▶ **Work to be completed**:
Count the lines in the rows below that contain the string "glasses", treating uppercase and lowercase as different. Reply with the number alone.

Stored items from a collection:
━━━
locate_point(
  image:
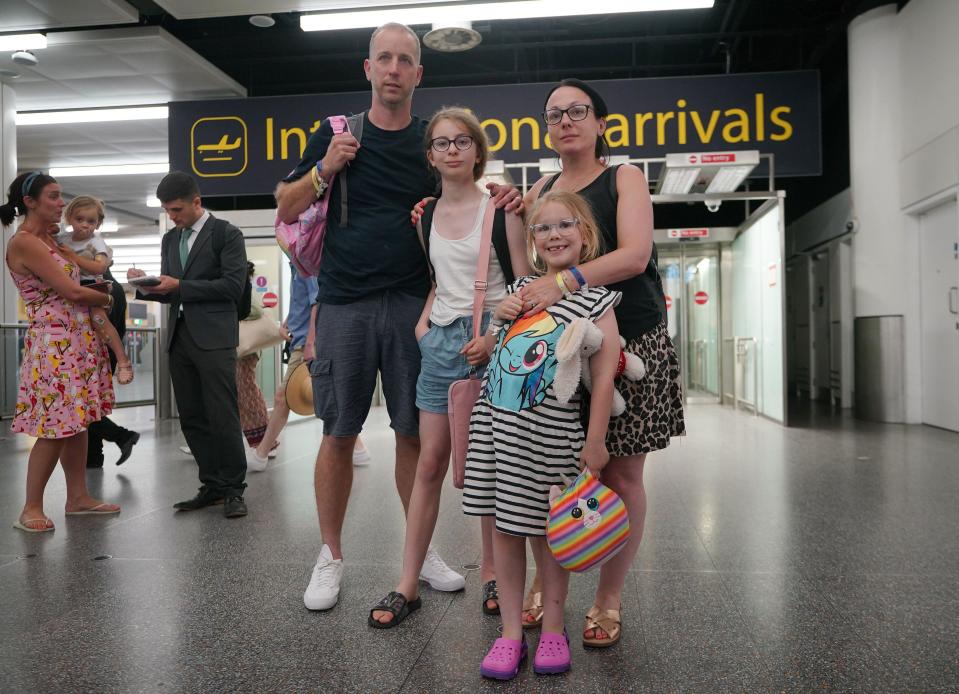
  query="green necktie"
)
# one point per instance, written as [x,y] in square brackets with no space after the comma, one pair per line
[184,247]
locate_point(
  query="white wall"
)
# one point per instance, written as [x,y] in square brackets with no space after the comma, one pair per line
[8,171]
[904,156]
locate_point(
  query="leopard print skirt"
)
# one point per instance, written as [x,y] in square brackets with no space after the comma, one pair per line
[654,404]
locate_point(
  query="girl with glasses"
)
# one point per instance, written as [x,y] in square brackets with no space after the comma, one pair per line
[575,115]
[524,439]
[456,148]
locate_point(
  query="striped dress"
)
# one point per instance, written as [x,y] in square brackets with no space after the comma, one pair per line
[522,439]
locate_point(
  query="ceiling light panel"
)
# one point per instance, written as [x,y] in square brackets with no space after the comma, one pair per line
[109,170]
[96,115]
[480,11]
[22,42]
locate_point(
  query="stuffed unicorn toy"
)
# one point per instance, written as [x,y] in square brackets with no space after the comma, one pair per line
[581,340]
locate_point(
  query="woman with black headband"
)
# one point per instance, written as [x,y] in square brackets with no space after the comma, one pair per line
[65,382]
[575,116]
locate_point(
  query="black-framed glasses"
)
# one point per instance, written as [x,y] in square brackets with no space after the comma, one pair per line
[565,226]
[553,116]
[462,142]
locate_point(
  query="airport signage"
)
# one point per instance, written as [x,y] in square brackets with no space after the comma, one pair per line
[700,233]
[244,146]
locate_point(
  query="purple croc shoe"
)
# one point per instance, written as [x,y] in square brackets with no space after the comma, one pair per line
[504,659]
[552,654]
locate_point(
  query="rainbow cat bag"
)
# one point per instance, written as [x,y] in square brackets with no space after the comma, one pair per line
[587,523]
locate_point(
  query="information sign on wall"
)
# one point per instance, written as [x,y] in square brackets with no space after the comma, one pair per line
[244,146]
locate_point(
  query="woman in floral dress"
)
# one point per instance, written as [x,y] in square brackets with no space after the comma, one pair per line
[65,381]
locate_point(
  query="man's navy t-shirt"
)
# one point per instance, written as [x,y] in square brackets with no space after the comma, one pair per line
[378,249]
━━━
▶ **Written response**:
2